EXTRAIT SOURCE |
___
Mais ni M. Rabaud, ni M. Perrin, ni M. d’Ocagne, ni M. Meyerson ne proclament que c’est là leur tâche et leur fonction. Quand M. Langevin prend position sur la question de la guerre, quand il parle de la nécessité de lutter contre elle, on aurait tort de croire qu’il agit en tant que physicien ou plus vaguement en tant que clerc. Il ne parle que comme personne privée. Lorsque le Professeur Einstein annonce qu’il refusera de collaborer à aucune guerre, sans vouloir considérer le bon droit ou le mauvais droit de son pays, il parle comme homme et non comme auteur de la théorie de la Relativité. Il est naïf et vraiment bourgeois de croire que la protestation de M. Langevin et celle de M. Einstein ont plus de valeur que celle d’un homme sans nom, à peine sont-elles plus difficiles. Simplement elles offensent davantage la bourgeoisie qui n’aime pas que ses plus grands hommes abandonnent les valeurs auxquelles elle croit et tient. Mais il existe chez les philosophes du second genre une certaine idée de leur mission propre, de la mission spéciale attachée à l’accomplissement de leur spécialité. Cette idée a une histoire, et une portée moderne qui doivent être décrites et jugées. M. Brunschvicg se rend compte qu’il a, comme philosophe et non plus comme personne privée, une certaine obligation à remplir et certains modèles à imiter. Il dit :

« Les héros de la vie spirituelle sont ceux qui, sans se référer à des modèles périmés, à des précédents devenus anachroniques ont lancé en avant d’eux-mêmes des lignes d’intelligence et de vérité destinées à créer un univers moral de la façon dont elles ont créé l’univers matériel de la gravitation et de l’électricité. »[1]

  1. Revue de métaphysique et de morale, 1925.
___
DONNÉES EXTRAITES |
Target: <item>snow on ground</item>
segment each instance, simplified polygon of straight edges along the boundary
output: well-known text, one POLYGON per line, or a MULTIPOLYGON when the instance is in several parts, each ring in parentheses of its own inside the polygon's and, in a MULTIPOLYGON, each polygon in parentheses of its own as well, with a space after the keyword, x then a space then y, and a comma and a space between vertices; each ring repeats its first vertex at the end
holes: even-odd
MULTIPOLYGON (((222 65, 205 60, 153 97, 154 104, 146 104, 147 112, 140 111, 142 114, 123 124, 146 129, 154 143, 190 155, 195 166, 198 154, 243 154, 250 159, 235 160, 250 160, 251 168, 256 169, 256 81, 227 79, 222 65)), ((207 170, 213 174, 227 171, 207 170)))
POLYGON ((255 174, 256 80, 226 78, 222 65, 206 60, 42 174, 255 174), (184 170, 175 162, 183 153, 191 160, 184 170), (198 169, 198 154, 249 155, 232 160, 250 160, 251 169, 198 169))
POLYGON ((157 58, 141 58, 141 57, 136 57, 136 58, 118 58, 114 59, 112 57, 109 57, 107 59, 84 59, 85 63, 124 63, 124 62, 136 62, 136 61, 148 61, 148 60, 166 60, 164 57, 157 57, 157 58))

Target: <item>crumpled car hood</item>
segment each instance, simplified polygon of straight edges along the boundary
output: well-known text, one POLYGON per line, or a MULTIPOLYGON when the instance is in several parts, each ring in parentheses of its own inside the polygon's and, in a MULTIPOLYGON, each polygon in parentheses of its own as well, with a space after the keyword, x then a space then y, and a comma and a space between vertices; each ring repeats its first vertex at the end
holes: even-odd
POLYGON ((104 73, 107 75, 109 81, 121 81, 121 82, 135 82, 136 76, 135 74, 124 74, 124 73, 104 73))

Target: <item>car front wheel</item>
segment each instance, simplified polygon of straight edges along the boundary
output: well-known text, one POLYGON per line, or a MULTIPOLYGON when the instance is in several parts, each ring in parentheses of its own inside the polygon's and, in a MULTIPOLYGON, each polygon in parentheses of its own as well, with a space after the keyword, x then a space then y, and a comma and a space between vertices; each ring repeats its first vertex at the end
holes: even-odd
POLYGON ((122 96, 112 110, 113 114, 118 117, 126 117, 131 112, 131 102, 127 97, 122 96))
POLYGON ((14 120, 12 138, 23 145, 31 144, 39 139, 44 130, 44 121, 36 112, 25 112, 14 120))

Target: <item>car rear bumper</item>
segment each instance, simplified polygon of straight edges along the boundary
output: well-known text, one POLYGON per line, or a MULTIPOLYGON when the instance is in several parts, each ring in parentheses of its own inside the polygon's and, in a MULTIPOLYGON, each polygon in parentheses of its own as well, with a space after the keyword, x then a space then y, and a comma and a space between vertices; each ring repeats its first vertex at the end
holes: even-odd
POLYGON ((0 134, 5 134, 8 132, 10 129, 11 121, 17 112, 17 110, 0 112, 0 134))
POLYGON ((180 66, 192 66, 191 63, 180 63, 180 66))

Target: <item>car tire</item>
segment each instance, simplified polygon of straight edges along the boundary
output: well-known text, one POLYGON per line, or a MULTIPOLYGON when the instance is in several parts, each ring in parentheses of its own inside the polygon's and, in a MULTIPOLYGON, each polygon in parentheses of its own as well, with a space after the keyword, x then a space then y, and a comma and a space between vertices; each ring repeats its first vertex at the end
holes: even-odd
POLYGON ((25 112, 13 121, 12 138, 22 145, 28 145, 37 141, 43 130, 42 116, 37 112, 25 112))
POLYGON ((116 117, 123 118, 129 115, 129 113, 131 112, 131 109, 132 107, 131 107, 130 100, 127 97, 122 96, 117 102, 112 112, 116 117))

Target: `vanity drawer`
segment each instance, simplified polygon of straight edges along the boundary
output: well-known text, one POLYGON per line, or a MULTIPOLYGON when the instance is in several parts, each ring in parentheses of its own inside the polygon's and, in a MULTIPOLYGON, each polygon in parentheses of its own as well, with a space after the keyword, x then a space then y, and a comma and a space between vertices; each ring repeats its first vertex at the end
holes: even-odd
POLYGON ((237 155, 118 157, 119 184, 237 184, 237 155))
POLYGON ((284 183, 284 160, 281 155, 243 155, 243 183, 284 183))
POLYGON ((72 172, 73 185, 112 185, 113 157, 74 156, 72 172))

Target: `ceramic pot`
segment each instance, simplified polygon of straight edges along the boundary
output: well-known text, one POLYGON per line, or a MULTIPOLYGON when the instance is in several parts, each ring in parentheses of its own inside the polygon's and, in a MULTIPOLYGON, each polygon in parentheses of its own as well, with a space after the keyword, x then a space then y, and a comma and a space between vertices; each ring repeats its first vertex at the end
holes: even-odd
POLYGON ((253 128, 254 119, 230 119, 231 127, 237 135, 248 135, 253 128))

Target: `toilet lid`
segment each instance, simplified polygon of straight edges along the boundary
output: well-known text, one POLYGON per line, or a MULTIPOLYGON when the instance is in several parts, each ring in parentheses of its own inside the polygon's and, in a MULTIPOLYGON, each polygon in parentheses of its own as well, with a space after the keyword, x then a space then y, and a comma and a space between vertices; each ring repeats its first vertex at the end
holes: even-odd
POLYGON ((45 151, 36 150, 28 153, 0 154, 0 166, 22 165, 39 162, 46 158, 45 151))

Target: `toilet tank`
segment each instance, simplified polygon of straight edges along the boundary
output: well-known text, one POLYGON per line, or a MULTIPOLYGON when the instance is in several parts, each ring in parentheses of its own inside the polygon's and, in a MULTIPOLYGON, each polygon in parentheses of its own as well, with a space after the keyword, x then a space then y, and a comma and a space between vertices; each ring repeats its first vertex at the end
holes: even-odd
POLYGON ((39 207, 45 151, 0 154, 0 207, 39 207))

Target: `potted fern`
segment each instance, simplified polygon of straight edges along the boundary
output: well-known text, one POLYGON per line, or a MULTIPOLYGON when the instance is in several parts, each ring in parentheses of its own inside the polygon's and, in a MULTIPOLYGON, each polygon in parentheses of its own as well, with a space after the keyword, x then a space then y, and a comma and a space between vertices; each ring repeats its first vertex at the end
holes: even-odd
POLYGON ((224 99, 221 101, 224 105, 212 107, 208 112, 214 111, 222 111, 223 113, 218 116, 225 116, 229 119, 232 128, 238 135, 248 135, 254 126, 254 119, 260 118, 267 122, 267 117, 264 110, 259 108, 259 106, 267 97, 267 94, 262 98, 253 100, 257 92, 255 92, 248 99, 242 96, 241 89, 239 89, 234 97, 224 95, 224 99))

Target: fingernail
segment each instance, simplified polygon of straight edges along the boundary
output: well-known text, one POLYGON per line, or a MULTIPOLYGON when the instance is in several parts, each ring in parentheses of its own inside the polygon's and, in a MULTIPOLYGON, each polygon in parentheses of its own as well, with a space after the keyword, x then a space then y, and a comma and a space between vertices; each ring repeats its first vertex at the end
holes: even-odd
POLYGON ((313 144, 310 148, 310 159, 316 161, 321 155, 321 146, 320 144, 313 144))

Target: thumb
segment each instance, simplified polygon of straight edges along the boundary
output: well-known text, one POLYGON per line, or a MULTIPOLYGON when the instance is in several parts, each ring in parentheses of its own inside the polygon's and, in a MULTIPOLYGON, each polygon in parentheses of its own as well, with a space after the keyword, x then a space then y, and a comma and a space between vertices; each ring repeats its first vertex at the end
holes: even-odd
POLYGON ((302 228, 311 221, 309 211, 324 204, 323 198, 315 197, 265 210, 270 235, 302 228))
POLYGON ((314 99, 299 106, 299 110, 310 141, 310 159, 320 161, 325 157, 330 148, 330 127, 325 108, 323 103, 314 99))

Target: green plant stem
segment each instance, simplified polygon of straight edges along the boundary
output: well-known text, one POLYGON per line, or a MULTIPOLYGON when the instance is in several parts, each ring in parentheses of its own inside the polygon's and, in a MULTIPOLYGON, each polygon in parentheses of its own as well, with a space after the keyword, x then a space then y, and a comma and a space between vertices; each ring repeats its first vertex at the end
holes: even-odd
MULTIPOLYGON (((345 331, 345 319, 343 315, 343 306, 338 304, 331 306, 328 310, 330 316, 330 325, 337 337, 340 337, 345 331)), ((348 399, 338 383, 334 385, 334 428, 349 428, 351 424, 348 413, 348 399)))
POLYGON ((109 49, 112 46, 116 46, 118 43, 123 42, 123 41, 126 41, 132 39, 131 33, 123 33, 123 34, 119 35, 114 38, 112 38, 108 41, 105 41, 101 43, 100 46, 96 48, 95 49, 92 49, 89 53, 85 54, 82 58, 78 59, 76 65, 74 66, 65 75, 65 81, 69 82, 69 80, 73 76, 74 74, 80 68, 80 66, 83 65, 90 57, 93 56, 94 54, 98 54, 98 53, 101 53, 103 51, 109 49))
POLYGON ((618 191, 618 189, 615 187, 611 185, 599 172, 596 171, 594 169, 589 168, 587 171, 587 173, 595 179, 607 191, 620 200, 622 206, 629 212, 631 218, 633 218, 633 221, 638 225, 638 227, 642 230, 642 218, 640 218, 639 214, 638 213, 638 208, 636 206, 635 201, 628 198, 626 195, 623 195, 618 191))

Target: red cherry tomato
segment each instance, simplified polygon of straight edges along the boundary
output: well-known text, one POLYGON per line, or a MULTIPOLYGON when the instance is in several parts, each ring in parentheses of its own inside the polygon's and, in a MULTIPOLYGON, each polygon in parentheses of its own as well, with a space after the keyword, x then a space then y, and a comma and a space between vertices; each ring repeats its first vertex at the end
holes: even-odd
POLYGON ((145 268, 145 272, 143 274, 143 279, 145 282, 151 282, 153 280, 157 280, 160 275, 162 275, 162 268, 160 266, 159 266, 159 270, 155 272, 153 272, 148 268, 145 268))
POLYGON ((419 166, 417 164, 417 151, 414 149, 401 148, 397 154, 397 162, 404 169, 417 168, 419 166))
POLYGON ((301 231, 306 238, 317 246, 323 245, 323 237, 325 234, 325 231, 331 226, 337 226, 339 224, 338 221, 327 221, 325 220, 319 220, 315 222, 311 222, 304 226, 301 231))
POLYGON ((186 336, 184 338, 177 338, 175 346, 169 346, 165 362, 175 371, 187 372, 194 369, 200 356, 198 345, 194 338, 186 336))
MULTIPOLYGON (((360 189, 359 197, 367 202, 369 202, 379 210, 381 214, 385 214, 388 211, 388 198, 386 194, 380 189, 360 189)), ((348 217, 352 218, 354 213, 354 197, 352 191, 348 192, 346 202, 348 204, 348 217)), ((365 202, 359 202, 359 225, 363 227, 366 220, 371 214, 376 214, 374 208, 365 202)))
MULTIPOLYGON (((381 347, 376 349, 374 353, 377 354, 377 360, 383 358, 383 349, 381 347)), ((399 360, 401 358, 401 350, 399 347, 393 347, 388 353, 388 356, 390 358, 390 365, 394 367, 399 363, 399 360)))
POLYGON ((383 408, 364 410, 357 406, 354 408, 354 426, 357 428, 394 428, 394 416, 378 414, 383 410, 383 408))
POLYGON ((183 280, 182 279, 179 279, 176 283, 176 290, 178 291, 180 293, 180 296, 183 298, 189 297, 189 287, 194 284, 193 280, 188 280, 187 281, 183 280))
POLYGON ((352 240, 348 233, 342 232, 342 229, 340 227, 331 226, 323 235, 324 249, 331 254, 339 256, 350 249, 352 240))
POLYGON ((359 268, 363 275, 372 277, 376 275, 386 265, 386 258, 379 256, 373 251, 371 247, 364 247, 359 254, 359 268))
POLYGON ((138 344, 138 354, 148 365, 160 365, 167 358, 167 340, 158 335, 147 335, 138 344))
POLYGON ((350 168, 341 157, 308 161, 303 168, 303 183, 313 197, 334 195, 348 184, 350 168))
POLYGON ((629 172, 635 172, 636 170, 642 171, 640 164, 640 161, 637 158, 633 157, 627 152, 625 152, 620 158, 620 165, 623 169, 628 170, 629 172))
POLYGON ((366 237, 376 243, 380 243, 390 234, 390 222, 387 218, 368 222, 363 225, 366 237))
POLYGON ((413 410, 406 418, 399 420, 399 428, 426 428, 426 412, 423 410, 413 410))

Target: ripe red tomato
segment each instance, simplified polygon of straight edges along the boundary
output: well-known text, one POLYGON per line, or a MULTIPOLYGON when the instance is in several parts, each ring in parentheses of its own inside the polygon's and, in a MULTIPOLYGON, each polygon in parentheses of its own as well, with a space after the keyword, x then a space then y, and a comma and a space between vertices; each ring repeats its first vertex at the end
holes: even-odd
___
D'après l'extrait source, en quelle qualité le Professeur Einstein parle-t-il lorsqu'il annonce qu'il refusera de collaborer à aucune guerre ?

CORRIGÉ | Il parle comme homme et non comme auteur de la théorie de la Relativité.